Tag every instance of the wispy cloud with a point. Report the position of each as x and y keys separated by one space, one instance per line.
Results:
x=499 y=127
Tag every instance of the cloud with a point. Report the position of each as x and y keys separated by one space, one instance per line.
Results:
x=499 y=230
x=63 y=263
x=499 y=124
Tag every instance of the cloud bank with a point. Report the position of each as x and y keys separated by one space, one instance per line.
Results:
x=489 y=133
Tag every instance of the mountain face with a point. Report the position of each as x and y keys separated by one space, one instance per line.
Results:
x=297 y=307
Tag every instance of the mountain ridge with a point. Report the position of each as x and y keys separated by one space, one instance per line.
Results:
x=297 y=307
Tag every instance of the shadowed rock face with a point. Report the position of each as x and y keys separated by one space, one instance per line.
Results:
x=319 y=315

**Set problem**
Reproduce the material word for word, starting at the line with "Tag every instance of the shadowed" and continuing through its last line.

**Task output**
Tag every instance of the shadowed rock face with a point. Report the position of each as x and y keys separated by one space, one instance per line.
Results:
x=319 y=315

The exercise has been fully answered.